:: EXERCISE TASKS ::
1. Translate this sentence from the passage on experimenting with formulations into Spanish: "It is always a good idea to discuss your proposed experimental program and experiment designs with colleagues prior to the execution."
2. Duplicate the part of the passage on experimenting with formulations starting with "Figure 2.5 –" and going on through "or Response Surface?".
3. Finish out the next part of the passage on experimenting with formulations, picking up after its last sentence.

:: PASSAGE FOR REVIEW ::
▼
2.4 Roadmap for Experimenting with Formulations
The procedures discussed above provide a roadmap for experimenting with formulations that is summarized in Figure 2.5. Much of the content of Figure 2.5 has been discussed above but some additional comment is needed.
Figure 2.5 – Roadmap for Experimenting with Formulations
• Define experiment objective using variety of inputs
• Choose components (x’s) and responses (y’s)
• Select experimental strategy – Screening or Response Surface?
• Identify constraints on mixture components
• Select a blending model form, e.g., linear, quadratic
• Select appropriate experimental design and replication
• Augment to protect against higher order terms?
• Include process variables?
• Distribute proposal widely for comment
• Revise as needed based on feedback received
• Conduct experiment
• Analyze data – Simplify Models – Profile Plots – Contour Plots
• Practical Conclusions – Report – Oral and Written
While most of these points are self-explanatory, we would like to comment briefly about distributing the proposal widely for comment and final documentation. It is always a good idea to discuss your proposed experimental program and experiment designs with colleagues prior to the execution. This helps you think through your planned approach and get input from your colleagues about how the problem could be approached differently and better. In the process you also get information about who supports your project and who doesn’t. Some organizations require the submission and management approval of an experimental project prior to its implementation.
Documentation of the experiment and results is also needed; research not reported is research not done. Such documentation can be a formal written report or a Microsoft PowerPoint or Apple Keynote presentation. In any event, it is a good approach to present your findings orally before preparing any formal report. In preparing and giving the oral report, you deepen your understanding of the material and identify any weaknesses that may be present, some of which may suggest that additional experiments are needed. The oral presentation will also help identify supporters and detractors of your work and findings.
▲
:: SOURCE INFORMATION ::
▼
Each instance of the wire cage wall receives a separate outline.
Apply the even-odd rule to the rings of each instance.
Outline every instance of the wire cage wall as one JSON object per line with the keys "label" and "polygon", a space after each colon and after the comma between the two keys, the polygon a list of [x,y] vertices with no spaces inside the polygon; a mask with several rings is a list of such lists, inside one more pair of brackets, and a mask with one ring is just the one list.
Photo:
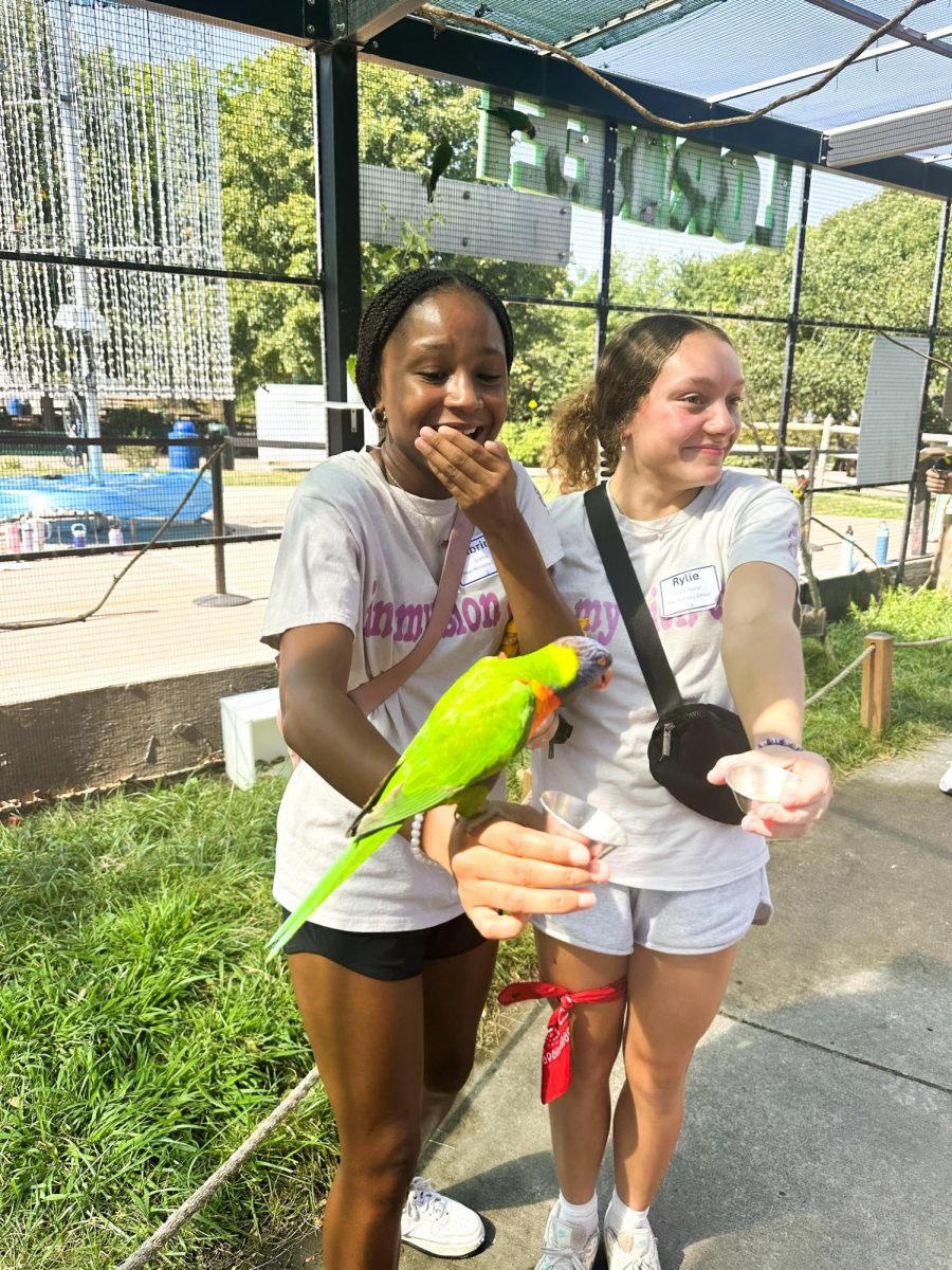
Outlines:
{"label": "wire cage wall", "polygon": [[[321,50],[83,0],[15,0],[0,30],[25,51],[0,74],[0,804],[220,757],[217,696],[274,682],[258,634],[287,502],[314,462],[376,441],[343,357],[401,269],[466,269],[506,300],[503,436],[533,469],[555,403],[645,312],[736,343],[737,462],[788,481],[819,464],[850,491],[875,342],[920,361],[952,344],[937,197],[369,43],[348,151],[340,110],[321,131]],[[343,240],[341,323],[319,260],[326,282]],[[919,392],[905,467],[869,483],[900,572],[928,547],[916,447],[948,431],[943,375],[901,389]],[[839,541],[815,546],[835,573]],[[165,712],[131,707],[138,681],[165,685]]]}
▲
:: ANSWERS FOR THIS EXERCISE ::
1. Siempre es una buena idea discutir el programa experimental propuesto y los diseños de experimentos con los colegas antes de su ejecución.

2.
Figure 2.5 – Roadmap for Experimenting with Formulations
• Define experiment objective using variety of inputs
• Choose components (x’s) and responses (y’s)
• Select experimental strategy – Screening or Response Surface?

3.
2.5 Summary and Looking Forward
In this chapter we have discussed the fundamentals of good experimentation that enable the collection of good data. These fundamentals include the size (number of formulations or blends) of typical experimental studies and the evolution of the experimental environment that is fundamental to our proposed strategy, which included two phases: screening and optimization. We also introduced a roadmap for sequential experimentation and modeling of formulation systems and showed how the proposed strategy, concepts, methods, and tools are linked together using the principles of statistical engineering (Hoerl and Snee 2010).
In the next chapter we discuss experimental designs for formulations development when the components can be varied from 0 to 100% of the blend. These are the focus areas:
• Geometry of the region of experimentation
• Development of blending models that predict the performance of a blend given the composition of the ingredients in the blend
• Types of designs including simplex , simplex-centroid, and response surface designs
All of the designs and models are introduced and illustrated with examples.
2.6 References
Cody, R. P. (2008) Cody’s Data Cleaning Techniques Using SAS, 2nd Edition, SAS Institute, Cary, NC.
Hoerl, R. W. and R. D. Snee. (2010) “Statistical Thinking and Methods in Quality Improvement: A Look to the Future.” Quality Engineering, (with discussion) 22 (3), July-September 2010, 119-139.
Hoerl, R. W. and R. D. Snee. (2015) “Guiding Beacon: Using Statistical Engineering Principles for Problem Solving.” Quality Progress, June 2015, 52-54.
Pfeifer, C. G. (1988) “Planning Efficient and Effective Experiments.” Materials Engineering, January 1988, 35-39.
Snee, R. D. and R. W. Hoerl. (2012) “Inquiry on Pedigree: Do you know the quality and origin of your data?” Quality Progress, December 2012, 66-68.